Page extract =>
We can make a cohesive end into a blunt end using DNA polymerases
such as Klenow (fragment of E. coli DNA polymerase I), T4 DNA polymerase, or Pfu
polymerase. Let's review:
In this case, a 5' overhanging end is being filled in with newly-synthesized DNA.
Restriction enzymes typically leave small overhanging ends, and they are usually
of the 5' overhanging type.
Bam HI NNNNNNG GATCCNNNNN
NNNNNNCCTAG GNNNNN
Fill in one G nucleotide, and you have:
NNNNNNGG GATCCNNNNN
NNNNNNCCTAG GGNNNNN
Fill in the next A nucleotide, and you have:
NNNNNNGGA GATCCNNNNN
NNNNNNCCTAG AGGNNNNN
Then the next T nucleotide, and you have:
NNNNNNGGAT GATCCNNNNN
NNNNNNCCTAG TAGGNNNNN
Finally the next C nucleotide, and you have a blunt end:
NNNNNNGGATC GATCCNNNNN
NNNNNNCCTAG CTAGGNNNNN
Now the enzyme cannot add additional nucleotides to the 3' end
because it requires a template:
If there is a 3' overhanging end, then the 3' to 5' exonuclease removes it, leaving
a blunt end also.

Your instructions =>
Answer these questions from the text on blunting DNA ends:
1. Which DNA polymerases does it name for turning a cohesive end into a blunt end?
2. What type of overhanging end do restriction enzymes usually leave?
3. What removes a 3' overhanging end?

Data for analysis =>
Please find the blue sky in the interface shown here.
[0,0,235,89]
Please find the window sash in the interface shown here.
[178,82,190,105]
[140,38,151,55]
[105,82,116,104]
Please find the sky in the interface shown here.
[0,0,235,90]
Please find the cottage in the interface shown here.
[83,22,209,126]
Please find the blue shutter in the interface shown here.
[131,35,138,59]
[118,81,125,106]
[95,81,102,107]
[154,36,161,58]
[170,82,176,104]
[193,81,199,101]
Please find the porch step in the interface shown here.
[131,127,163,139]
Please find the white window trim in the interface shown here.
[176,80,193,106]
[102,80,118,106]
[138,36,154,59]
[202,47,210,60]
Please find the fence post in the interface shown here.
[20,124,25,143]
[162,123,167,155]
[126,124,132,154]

Written answer =>
1. Klenow (fragment of E. coli DNA polymerase I), T4 DNA polymerase, and Pfu polymerase.
2. The 5' overhanging type.
3. The 3' to 5' exonuclease.